Look closely: this "Rare
Blue and White Dragon Ewer" sold for $63,250....
Ceramics of
the Hoi An Hoard
Butterfields Online Auction Finds a Wide Audience and a
Mixed Response
A vast collection of rare, centuries-old Vietnamese ceramics
offered October 11 and 12 in Butterfields' "" auction drew buyers
from museums, the trade and the Vietnamese community. The event
grossed more than $2.8 million, and represented the largest
consigment from a single source ever handled by the firm's Asian
art department.
Although the auction house had advertised to all those parties,
the turnout of Vietnamese expatriates for a piece of their
heritage surprised even department director Harold Yeo.
"There were a lot more Vietnamese [buyers] than we knew we had.
About 20 percent of the lots sold to Vietnamese," he said, noting
that they traced such buyers' heritage by their surnames. In
response to advertisements in Vietnamese publications, "We had
people coming from as far as Philadelphia," Yeo said.
Museums responding to a special auction brochure prepared for
them included the art museums of Seattle and Portland, the Asian
Art Museum of San Francisco, the San Diego Museum of Art, the
Birmingham (Alabama) Museum of Art and the British Museum,
according to Yeo.
Despite the unexpected Vietnamese market, however, there just
weren't enough buyers for the 2,289 lots offered: 920 sold, and
Yeo says that many of the unsold lots may be reoffered in a
second auction of this ship's cargo, believed to be from the
Fifteenth Century.
"We did hope more would sell," Yeo admitted. "We're going to
reoffer some of the items that didn't sell in October" in the
December auction.
Most of the lots included multiples of like items, such as Lot
37, "Four Small Underglaze Blue and Enameled Barbed Rim Dishes,"
which sold for $2,300 or Lot 89, "Two Blue and White
Double-headed Bird-form Ewers," which reached $6,325. The
catalog, still online, goes into more detail on the many pieces
that appear from the lot list to be very similar.
Indeed, Yeo says, "A lot of them were similar. If you look in the
catalog, the descriptions say things like, 'see description for
previous item'."
If these pieces weren't desirable for their uniqueness within
this sale, however, they are remarkable for their history.
...but bidders found this "Fine Blue and White Dragon Form
Ewer" to be a much more enticing piece, making it the highest
lot at $80,500.
Carbon-dated to the late Fifteenth/early Sixteenth centuries, the
150,000 ceramics on the ship, mostly blue-and white patterned
porcelain dishes of various types and sizes, are thought to have
been manufactured in kilns near modern-day Hanoi to fill an
export gap caused by diminished production in China due to war
with the Mongols. The Hoi An shipwreck was found in the South
China Sea, in a typhoon area known as the "Dragon Sea."

◆ SUPPLIED MATERIAL:
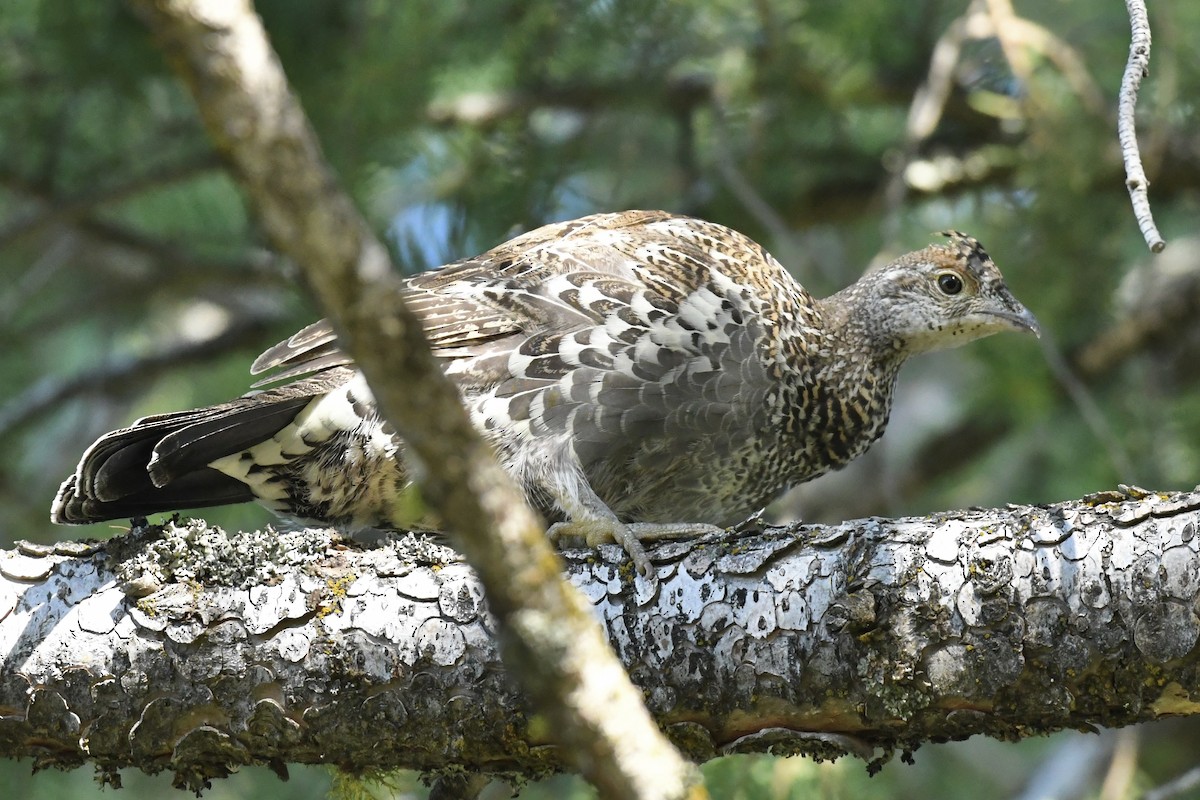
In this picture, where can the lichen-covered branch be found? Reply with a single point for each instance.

◆ EXERCISE A:
Answer these questions from the article on the Hoi An Hoard auction, one per line:
(i) How many lots were offered, and how many sold?
(ii) About what share of the lots sold to Vietnamese buyers?
(iii) In what body of water was the Hoi An shipwreck found?
◆ EXERCISE B: Summarize the article on the Hoi An Hoard auction in two sentences.
◆ EXERCISE C: Write the next paragraph of the article on the Hoi An Hoard auction, following on from its last sentence.

◆ TASK ANSWER A:
(i) 2,289 lots were offered, and 920 sold.
(ii) About 20 percent.
(iii) The South China Sea.

◆ TASK ANSWER B: Butterfields' October 11 and 12 auction of centuries-old Vietnamese ceramics from the Hoi An shipwreck grossed more than $2.8 million and drew museums, the trade and many Vietnamese buyers, but only 920 of 2,289 lots sold, so some will be reoffered in December. The roughly 150,000 pieces, mostly blue-and-white porcelain dishes, are thought to have been made in kilns near modern-day Hanoi to fill an export gap left by diminished Chinese production during war with the Mongols, and the ship was found in the South China Sea.

◆ TASK ANSWER C:
Such pieces are quite rare, says Yeo. "There's a large ceramics
market, but there isn't much from Vietnam. Vietnam has been
ravaged by war and not much of [its ceramics] has survived," he
says. "We sell a lot of Chinese and Japanese [pieces]. There's a
large collectors' market for those."
Vietnam did keep some of this booty itself: several objects were
held for the National History Museum in Hanoi, and about ten
percent of the cargo was dispersed to more than 100 regional
museums in Vietnam. The remainder, in preparation for the
auctions, was sorted by archaeologists according to type and
condition.
"All the best items were offered in the October auction," says
Yeo. "Those were in the best condition - they had the best
glaze."
These items included three pouring vessels, called "ewers," in
the shape of dragons, which drew the highest prices.
Lot 71, "Fine Blue and White Dragon Ewer," sold for $57,500 with
its condition described as "minor chip to left cheek of head,
kiln adhesions to eye, cheek and side of tail, minor glaze
flaking."
Lot 74, "Fine Blue and White Dragon Form Ewer," was the highest
lot at $80,500, with minor glaze losses and a very minor chip to
its base.
Lot 78, "Rare Blue and White Dragon Ewer," garnered $63,250 with
glaze losses and chips to tail, and kiln adhesion to body.
According to the archaeological team, these were the only three
such items found in the cargo. They were described in the catalog
as follows:
"Fine Blue and White Decorated Barbed Rim Dish," $40,250.
"Superbly molded on a study base with lips curled, fangs bared
and nostrils flared around the pierced mouth, the deep-set eyes
and small ears balanced by a wind-swept mane at the back framing
spiking flames rising in peaks along the u-shaped crest of the
spine and outlined in blue along the heavily scaled body above
powerful haunches terminating in four-clawed feet tucked tightly
against the muscular body, the details finely drawn under the
still lustrous glaze, the elegantly curled tail pierced at the
back as a feeding spout. Height 8-½ inches (21.7 cm)."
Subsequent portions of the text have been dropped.